(DIRECTIONS): Revise the material from the line containing "of the protest" through the end of the material, replacing "outline" with "boundary" and keeping everything else the same. Write out only those lines.

——

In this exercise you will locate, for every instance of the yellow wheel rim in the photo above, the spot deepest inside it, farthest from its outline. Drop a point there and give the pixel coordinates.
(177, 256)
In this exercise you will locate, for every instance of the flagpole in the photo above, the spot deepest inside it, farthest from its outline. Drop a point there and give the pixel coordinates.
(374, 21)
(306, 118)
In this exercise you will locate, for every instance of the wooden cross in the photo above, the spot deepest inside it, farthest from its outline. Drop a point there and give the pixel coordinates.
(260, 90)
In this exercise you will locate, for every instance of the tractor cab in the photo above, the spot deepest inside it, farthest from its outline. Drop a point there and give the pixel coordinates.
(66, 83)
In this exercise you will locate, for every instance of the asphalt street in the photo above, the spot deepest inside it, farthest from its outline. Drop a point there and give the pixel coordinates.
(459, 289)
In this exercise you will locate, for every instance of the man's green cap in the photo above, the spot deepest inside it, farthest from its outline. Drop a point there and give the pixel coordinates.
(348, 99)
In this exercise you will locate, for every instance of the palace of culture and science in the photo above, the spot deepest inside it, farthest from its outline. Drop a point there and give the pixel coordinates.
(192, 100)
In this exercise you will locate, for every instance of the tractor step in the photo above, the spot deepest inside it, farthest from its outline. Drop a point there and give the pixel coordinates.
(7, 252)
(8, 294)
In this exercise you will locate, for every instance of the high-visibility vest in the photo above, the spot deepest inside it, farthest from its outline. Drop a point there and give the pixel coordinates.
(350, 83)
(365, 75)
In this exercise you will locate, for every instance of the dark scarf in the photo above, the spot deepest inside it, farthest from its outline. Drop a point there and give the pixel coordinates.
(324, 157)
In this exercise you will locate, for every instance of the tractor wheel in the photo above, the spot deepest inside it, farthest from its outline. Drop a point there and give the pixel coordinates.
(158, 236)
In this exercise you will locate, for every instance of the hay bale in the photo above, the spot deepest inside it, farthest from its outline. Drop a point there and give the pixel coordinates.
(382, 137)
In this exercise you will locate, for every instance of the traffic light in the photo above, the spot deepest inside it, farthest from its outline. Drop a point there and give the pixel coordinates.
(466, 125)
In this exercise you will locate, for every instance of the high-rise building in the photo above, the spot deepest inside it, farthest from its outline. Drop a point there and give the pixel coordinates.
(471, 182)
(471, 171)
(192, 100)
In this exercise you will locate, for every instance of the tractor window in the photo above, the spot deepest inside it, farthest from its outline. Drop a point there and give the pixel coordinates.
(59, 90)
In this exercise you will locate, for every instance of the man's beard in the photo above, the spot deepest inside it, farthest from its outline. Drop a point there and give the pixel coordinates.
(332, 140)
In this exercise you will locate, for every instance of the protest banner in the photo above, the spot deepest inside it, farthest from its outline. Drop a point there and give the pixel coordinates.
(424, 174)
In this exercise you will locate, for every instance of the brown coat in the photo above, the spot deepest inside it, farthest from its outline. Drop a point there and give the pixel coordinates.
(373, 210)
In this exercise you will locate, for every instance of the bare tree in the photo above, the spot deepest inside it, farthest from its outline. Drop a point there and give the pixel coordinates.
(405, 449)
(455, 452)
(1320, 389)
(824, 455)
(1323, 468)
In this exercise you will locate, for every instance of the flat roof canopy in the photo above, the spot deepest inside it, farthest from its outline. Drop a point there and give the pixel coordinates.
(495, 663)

——

(TASK SOLUTION):
In this exercise you will locate, for every instance of the protest banner in the photo above, the spot deepest inside it, farthest from its boundary. Drop a point there and give the pixel coordinates.
(424, 174)
In this exercise you will locate, for every instance of the brown coat in the photo above, the spot deepest inside it, farthest from its boundary. Drop a point there and give the pixel coordinates.
(373, 210)
In this exercise you will locate, for every instance of the bare tree in the photo above, the spot deepest inside it, farthest from its boundary. Drop a point there and give the pixel coordinates.
(405, 449)
(455, 452)
(1320, 389)
(824, 455)
(1323, 468)
In this exercise you will locate, for every instance of the flat roof canopy in the photo above, the spot deepest inside it, farthest from its boundary. Drop a point there and give the pixel coordinates.
(495, 663)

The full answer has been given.